▸ **Stated exercise**
Rewrite the entries below with every "thickest part" changed to "widest part" and nothing else altered. Leave the pictures out of your version.

▸ **Entries shown**
*****
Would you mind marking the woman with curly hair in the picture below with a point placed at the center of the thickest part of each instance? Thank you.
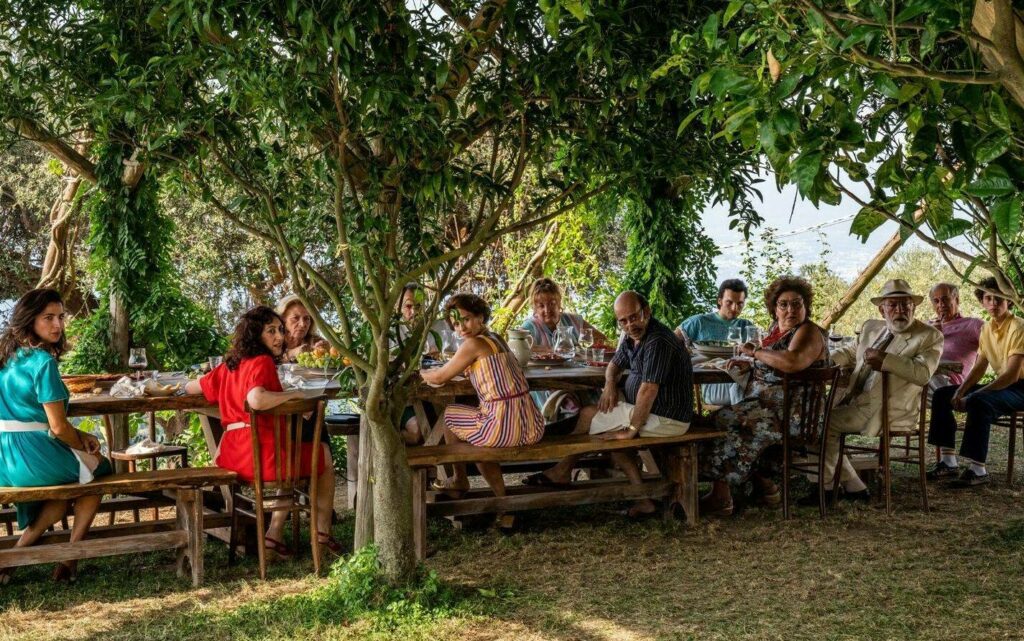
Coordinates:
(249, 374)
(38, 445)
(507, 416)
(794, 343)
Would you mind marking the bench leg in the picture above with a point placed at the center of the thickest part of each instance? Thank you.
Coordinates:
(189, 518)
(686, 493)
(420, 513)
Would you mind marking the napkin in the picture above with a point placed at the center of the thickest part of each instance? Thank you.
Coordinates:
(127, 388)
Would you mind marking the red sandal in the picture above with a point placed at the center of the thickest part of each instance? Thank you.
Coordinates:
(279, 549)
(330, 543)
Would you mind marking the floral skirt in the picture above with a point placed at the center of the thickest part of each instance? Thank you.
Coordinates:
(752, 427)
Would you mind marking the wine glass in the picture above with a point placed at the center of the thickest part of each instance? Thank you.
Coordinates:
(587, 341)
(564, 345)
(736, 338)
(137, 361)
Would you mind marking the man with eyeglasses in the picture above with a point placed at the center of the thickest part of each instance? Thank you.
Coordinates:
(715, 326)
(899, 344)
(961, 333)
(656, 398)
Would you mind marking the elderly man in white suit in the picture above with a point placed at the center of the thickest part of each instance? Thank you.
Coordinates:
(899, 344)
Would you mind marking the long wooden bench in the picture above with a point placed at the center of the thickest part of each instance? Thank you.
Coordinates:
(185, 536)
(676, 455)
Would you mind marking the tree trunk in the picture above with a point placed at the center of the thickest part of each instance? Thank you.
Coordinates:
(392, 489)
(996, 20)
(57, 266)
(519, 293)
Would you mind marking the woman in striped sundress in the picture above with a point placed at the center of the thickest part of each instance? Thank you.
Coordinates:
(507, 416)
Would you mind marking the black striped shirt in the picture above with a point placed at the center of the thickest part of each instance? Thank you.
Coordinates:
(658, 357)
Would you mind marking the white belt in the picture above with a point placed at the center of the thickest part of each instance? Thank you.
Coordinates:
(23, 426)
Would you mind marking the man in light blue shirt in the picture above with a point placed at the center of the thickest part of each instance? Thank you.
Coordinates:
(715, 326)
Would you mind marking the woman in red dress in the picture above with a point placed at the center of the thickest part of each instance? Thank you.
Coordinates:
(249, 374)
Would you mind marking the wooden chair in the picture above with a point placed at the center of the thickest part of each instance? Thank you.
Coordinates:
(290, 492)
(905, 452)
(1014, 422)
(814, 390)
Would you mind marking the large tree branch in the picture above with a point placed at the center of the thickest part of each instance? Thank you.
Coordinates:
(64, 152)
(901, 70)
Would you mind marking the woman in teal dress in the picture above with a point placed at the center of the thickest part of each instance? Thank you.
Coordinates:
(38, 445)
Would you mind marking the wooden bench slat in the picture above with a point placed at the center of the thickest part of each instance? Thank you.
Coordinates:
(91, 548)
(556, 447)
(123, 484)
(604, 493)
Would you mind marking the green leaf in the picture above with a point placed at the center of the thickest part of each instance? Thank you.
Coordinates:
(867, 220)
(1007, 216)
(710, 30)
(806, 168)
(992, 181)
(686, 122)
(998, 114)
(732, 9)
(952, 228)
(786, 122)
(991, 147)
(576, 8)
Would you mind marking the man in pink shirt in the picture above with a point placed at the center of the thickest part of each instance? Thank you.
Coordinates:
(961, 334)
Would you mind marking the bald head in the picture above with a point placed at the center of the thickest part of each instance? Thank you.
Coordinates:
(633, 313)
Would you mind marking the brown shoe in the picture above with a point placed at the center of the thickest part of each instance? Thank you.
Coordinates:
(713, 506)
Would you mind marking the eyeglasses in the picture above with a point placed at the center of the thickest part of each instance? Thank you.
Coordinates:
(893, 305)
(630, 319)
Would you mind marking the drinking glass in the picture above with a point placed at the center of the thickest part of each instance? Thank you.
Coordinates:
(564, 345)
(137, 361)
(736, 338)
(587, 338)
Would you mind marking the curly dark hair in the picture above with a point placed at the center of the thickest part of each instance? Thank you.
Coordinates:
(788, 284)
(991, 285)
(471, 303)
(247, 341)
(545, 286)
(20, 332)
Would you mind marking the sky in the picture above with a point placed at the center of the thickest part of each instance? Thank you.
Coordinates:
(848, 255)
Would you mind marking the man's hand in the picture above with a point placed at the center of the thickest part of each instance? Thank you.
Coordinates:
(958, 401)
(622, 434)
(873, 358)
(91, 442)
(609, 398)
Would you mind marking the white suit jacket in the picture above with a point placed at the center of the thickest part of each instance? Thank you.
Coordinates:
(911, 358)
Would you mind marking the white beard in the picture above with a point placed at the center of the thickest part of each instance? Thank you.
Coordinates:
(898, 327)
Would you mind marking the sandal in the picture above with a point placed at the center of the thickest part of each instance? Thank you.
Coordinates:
*****
▸ **Expected answer**
Would you mind marking the woman with curly hair in the picture below with a point placed at the center of the widest part of each instance? Thank you.
Coordinates:
(249, 374)
(38, 445)
(507, 416)
(794, 343)
Would you mind marking the bench leg in the picture above with a point placed at the center of the widest part of each instance? Thank you.
Coordinates:
(189, 518)
(686, 493)
(420, 513)
Would you mind marking the napkin in the picture above with a point placed at the center of the widest part of each instance? Thank you.
Coordinates:
(127, 388)
Would you mind marking the red sandal in the picture above with a point placed at the center of the widest part of each instance? Thank you.
Coordinates:
(279, 549)
(330, 543)
Would you mind marking the floral skirt in the picture above with a point placed at the center of the widest part of each instance? Thank you.
Coordinates:
(752, 427)
Would you mind marking the wine glass in the picture above with a point placed at the center of the widest part of each instance? Thank you.
Coordinates:
(587, 341)
(564, 345)
(736, 338)
(137, 361)
Would you mind marking the man with eyeglasses in the picture above with a point placed at the center of the widest part of each instance? Thank you.
Coordinates:
(715, 326)
(899, 344)
(961, 333)
(656, 398)
Would you mind marking the elderly man in white suit in the picture above with a point placed at the center of the widest part of each instance? Thank you.
Coordinates:
(899, 344)
Would you mind marking the long wooden bench in the picture above with a point placed at the center of the widest part of each instance? Thank you.
Coordinates:
(185, 536)
(676, 455)
Would you mind marking the tree trunk in the picture above with a point placed at the center of the widest part of each instance? Thank you.
Coordinates:
(392, 489)
(996, 20)
(57, 266)
(519, 293)
Would you mind marking the woman in striped sundress in the picture above with a point placed at the center of the widest part of each instance? Thank you.
Coordinates:
(507, 416)
Would you mind marking the black striped shirt in the picture above with a point placed at the center of the widest part of each instance? Thank you.
Coordinates:
(658, 357)
Would you mind marking the white belt in the picture above with a point placed at the center of the widest part of each instance? Thank you.
Coordinates:
(23, 426)
Would you mind marking the man in light blue shirt in the picture above with a point placed at the center of the widest part of each instance? Thank you.
Coordinates:
(715, 326)
Would you mind marking the woman in red dress in the picture above with a point placed at the center of the widest part of each instance? Thank you.
Coordinates:
(249, 374)
Would you mind marking the wooden chair in the picture above with a point placed at the center of the widest part of each instance? Thank you.
Coordinates:
(290, 492)
(905, 452)
(1014, 422)
(814, 390)
Would you mind marking the large tree branch in the picture above with a point placed at the center of the widest part of each instance? Thank you.
Coordinates:
(64, 152)
(901, 70)
Would you mind marking the woman in teal dress in the picture above with a point placed at the center of the widest part of each instance? Thank you.
Coordinates:
(38, 445)
Would you mind marking the wooden bench slat in the picture above with a point placed at the center of the widest part of each instance? Thank you.
Coordinates:
(91, 548)
(556, 447)
(123, 484)
(604, 493)
Would you mind marking the green leaf in the picture above with a point placed at the center of the widest part of each instance? Thank you.
Coordinates:
(867, 220)
(1007, 216)
(710, 30)
(806, 168)
(992, 181)
(686, 122)
(998, 114)
(732, 9)
(952, 228)
(786, 122)
(991, 147)
(576, 8)
Would you mind marking the man in pink shirt in the picture above with a point placed at the center of the widest part of each instance? Thank you.
Coordinates:
(961, 334)
Would you mind marking the bald head in the picture above with a point placed at the center of the widest part of each instance? Thank you.
Coordinates:
(633, 313)
Would you mind marking the brown shoe in the picture above with a point placed at the center of the widest part of each instance? Thank you.
Coordinates:
(713, 506)
Would you mind marking the eyeglasses in the picture above with a point placed at the center of the widest part of each instance? Thank you.
Coordinates:
(893, 305)
(630, 319)
Would you mind marking the drinking glass in the picture above with a point placed at the center of the widest part of each instance? Thank you.
Coordinates:
(564, 345)
(137, 361)
(736, 338)
(587, 338)
Would you mind marking the curly dark hair in the picture above with a point placed at the center of the widest part of each instance? Thank you.
Coordinates:
(788, 284)
(991, 285)
(471, 303)
(247, 341)
(545, 286)
(20, 332)
Would you mind marking the sky in the picture above with a point placed at the center of the widest part of each instance? Thank you.
Coordinates:
(848, 255)
Would you mind marking the man's hand in the picture above with a point placed at the center of the widest part of each instance? Thank you.
Coordinates:
(958, 401)
(622, 434)
(873, 358)
(91, 442)
(609, 398)
Would you mind marking the white suit jacket in the picture above with a point placed at the center of the widest part of each instance? Thank you.
Coordinates:
(911, 358)
Would you mind marking the white beard in the picture above with a point placed at the center of the widest part of each instance? Thank you.
Coordinates:
(898, 327)
Would you mind marking the sandal in the picture above with a point placed at the center of the widest part of each instance? Thank you.
Coordinates:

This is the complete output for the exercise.